Please name the two fields of study that Lars Svensson had to choose between after school, according to the interview below.

• **TEXT TO READ**:
- - - -

In the first of series of discussions with leading figures in the world of libraries and metadata, BDS talks to Dr Lars G. Svensson, world-expert on linked data and the Semantic Web, and asked him about his vision of the future for libraries…
BDS: Can we start this discussion by asking you, Lars, about your background?
Lars Svensson: That’s an extremely diverse question because I have an extremely diverse background. After school I had the choice between studying sacred music or mathematics and I went for mathematics which proved too dry. So I took time out and worked for two years in an oil refinery. After that I moved from my home in Sweden to Germany, deciding I wanted to do something completely different. I started a PhD in library history with the goal of eventually becoming a librarian but I wasn’t accepted for library training. Instead I was retrained as a software developer and worked for two years writing e-commerce applications but then came the dot com crash and I lost my job. However, at exactly the same time, a position at the German National Library (DNB) became available that required someone between a librarian and a developer. I applied; got the job, and the initial two year project was extended into a long term position.

- - - -

• **DATASET**:

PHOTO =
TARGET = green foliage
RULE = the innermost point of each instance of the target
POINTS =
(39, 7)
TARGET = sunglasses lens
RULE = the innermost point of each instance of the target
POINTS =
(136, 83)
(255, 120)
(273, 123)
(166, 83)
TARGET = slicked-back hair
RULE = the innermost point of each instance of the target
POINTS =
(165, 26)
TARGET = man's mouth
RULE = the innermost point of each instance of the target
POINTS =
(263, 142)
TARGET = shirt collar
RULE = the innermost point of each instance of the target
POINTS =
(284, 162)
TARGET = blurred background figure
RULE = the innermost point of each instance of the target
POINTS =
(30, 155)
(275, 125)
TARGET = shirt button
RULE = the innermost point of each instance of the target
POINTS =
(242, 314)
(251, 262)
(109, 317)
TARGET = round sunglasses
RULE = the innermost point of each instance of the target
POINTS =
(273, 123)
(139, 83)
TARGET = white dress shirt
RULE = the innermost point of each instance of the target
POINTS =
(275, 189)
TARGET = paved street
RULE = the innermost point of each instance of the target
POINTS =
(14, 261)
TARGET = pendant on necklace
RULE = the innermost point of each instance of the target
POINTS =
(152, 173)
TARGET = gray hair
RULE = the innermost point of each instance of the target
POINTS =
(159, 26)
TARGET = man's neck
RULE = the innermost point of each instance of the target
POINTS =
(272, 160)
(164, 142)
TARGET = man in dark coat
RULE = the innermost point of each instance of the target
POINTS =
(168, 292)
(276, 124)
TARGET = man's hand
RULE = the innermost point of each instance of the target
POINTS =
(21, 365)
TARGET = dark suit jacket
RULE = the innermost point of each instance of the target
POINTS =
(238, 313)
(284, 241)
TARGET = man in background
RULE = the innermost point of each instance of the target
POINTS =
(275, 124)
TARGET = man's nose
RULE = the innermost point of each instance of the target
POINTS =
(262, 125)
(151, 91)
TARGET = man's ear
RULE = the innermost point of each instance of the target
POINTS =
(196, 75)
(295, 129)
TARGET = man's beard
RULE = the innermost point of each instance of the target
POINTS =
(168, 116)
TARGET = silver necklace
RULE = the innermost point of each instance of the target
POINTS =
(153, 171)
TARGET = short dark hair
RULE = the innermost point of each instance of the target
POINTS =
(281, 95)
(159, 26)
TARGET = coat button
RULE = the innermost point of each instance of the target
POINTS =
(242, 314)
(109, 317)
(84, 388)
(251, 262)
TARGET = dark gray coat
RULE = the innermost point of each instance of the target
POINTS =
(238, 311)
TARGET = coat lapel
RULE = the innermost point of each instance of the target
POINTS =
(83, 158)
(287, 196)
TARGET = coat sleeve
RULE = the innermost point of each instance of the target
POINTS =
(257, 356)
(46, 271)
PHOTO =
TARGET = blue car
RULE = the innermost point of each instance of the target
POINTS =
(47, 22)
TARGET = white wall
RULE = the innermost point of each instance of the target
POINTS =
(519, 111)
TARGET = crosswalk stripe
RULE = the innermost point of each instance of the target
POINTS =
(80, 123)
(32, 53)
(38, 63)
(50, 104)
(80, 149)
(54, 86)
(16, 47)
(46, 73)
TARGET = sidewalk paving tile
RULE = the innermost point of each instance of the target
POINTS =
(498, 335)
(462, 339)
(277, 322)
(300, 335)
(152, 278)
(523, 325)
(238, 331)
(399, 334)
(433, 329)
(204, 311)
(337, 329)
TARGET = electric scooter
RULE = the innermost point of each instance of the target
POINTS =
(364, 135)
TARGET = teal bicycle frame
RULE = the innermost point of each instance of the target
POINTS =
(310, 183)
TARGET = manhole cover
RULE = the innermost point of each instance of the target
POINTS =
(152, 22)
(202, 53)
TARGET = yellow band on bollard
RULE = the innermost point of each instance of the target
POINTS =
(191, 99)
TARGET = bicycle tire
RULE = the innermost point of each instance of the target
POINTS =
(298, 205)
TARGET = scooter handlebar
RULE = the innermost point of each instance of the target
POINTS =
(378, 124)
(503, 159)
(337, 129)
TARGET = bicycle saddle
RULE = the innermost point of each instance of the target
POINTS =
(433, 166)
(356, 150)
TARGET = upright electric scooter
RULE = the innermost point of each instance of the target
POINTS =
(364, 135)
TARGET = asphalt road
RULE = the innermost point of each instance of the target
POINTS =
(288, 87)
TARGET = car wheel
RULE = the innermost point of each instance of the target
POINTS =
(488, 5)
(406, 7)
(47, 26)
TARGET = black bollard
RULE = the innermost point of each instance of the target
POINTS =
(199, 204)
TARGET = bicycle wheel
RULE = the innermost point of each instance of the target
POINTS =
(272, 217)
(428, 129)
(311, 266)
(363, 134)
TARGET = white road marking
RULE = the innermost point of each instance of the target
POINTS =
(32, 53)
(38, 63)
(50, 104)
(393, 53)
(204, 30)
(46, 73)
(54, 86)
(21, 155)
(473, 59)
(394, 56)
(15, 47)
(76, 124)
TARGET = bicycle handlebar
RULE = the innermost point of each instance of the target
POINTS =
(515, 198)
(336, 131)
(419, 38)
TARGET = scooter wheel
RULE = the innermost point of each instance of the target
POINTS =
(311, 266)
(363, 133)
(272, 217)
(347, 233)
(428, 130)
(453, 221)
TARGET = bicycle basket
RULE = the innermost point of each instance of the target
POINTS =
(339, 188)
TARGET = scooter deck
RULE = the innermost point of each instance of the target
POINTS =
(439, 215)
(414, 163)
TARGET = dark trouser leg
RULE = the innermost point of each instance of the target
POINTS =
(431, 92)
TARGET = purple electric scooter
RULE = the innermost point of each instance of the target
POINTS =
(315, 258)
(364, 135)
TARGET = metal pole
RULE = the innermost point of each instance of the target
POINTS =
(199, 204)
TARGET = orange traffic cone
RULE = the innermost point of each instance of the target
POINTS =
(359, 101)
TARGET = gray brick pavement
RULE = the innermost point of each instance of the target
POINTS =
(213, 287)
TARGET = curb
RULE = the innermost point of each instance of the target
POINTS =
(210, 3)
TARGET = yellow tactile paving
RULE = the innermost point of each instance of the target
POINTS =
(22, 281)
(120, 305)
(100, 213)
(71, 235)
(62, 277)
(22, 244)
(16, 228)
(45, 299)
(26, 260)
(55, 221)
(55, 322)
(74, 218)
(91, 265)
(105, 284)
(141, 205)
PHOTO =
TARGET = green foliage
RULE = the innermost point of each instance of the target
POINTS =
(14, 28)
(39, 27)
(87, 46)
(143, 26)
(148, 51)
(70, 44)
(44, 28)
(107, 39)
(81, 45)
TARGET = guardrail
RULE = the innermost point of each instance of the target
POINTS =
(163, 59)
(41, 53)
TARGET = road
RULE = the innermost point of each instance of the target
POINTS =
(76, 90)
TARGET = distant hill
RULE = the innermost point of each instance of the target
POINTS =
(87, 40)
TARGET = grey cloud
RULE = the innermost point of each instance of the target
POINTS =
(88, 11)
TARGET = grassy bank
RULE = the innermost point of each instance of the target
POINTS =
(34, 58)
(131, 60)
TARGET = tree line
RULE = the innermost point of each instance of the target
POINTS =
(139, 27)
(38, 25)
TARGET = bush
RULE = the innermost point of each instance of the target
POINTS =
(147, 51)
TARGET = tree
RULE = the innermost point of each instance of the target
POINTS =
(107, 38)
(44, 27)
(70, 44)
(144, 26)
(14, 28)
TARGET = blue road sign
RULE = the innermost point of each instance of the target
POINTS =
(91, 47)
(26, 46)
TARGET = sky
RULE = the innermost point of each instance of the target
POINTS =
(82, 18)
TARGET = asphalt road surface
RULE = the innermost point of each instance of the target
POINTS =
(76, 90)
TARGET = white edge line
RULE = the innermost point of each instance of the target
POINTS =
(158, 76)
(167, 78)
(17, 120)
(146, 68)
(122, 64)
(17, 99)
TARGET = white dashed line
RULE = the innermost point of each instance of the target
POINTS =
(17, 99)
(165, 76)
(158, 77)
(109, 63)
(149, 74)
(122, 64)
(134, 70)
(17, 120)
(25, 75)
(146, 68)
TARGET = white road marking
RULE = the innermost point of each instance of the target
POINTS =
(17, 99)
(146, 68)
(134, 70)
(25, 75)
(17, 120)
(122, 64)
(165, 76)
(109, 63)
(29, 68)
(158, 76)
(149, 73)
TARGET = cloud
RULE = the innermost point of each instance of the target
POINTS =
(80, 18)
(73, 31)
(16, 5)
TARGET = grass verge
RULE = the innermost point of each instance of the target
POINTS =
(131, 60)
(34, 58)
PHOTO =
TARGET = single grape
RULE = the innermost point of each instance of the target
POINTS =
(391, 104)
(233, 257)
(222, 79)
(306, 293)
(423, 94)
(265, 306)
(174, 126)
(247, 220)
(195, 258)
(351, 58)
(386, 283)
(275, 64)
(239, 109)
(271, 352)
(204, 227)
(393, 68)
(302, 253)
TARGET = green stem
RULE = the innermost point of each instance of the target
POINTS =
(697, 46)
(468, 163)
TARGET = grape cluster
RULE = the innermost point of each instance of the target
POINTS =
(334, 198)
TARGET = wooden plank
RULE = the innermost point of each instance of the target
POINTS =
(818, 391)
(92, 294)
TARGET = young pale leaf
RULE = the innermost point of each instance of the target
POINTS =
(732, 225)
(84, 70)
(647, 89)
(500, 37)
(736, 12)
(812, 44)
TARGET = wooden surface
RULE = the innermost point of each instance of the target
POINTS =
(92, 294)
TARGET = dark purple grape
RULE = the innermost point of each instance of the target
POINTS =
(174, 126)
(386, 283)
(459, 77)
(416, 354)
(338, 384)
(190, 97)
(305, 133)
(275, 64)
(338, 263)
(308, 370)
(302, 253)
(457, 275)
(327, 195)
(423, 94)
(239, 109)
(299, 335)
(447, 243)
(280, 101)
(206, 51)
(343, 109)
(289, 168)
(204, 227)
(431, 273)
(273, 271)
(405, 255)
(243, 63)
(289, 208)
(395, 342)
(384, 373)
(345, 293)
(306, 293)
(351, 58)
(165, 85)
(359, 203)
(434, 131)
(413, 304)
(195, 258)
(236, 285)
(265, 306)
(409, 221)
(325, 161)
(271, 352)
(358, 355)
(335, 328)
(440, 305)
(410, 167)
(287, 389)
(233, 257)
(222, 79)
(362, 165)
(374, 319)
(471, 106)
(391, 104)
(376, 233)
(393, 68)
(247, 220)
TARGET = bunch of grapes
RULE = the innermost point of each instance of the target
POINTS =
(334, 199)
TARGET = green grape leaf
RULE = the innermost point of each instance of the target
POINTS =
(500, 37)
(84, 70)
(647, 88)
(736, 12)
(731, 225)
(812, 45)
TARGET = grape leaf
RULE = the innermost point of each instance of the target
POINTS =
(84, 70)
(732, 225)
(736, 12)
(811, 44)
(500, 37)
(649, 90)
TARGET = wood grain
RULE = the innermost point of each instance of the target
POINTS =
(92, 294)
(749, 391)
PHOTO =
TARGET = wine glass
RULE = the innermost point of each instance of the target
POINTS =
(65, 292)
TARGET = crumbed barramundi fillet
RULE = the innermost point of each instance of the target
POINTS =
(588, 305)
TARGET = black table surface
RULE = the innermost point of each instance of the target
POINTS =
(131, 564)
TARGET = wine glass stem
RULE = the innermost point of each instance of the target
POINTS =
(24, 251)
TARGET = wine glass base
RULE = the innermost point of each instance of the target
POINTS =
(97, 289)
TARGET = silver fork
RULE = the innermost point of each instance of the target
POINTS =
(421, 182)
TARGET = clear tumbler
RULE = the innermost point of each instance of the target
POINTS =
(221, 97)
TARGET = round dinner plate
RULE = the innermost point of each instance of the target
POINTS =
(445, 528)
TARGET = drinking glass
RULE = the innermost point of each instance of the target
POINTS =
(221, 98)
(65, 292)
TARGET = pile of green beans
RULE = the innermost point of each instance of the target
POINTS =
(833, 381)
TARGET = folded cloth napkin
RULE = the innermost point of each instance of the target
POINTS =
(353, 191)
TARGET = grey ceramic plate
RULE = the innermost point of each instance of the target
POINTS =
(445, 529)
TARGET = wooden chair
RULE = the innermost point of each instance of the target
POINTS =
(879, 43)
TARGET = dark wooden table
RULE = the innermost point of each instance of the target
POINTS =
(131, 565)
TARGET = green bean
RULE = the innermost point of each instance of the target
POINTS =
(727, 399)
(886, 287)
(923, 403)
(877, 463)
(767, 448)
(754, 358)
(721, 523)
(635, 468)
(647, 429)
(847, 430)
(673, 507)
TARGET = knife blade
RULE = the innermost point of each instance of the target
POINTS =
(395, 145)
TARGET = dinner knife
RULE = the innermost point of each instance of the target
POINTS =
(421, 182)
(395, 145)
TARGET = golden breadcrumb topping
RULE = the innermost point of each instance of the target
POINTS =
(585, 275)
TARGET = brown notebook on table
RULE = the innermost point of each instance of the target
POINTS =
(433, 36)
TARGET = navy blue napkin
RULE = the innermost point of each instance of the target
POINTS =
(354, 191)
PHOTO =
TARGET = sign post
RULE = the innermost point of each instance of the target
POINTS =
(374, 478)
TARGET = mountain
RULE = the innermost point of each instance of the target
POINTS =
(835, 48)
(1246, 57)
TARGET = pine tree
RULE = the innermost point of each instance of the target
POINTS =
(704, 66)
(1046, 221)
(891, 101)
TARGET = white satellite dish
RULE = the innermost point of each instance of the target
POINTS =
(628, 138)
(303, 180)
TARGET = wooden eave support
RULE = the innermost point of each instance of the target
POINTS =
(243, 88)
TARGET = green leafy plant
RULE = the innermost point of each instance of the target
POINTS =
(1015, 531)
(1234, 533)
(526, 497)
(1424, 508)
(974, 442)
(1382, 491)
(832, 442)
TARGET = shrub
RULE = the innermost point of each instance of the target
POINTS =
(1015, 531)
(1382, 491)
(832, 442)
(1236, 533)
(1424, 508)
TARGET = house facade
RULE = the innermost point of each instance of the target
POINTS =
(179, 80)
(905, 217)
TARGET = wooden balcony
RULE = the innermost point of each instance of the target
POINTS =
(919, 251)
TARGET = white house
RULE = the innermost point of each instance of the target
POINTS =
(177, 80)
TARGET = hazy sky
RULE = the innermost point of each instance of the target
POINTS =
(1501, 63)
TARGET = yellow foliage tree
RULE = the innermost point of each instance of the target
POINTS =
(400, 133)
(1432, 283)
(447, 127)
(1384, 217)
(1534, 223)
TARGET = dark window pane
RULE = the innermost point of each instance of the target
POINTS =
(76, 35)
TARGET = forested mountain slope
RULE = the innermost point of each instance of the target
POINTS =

- - - -

• **ANSWER TO THE TASK**: Sacred music and mathematics.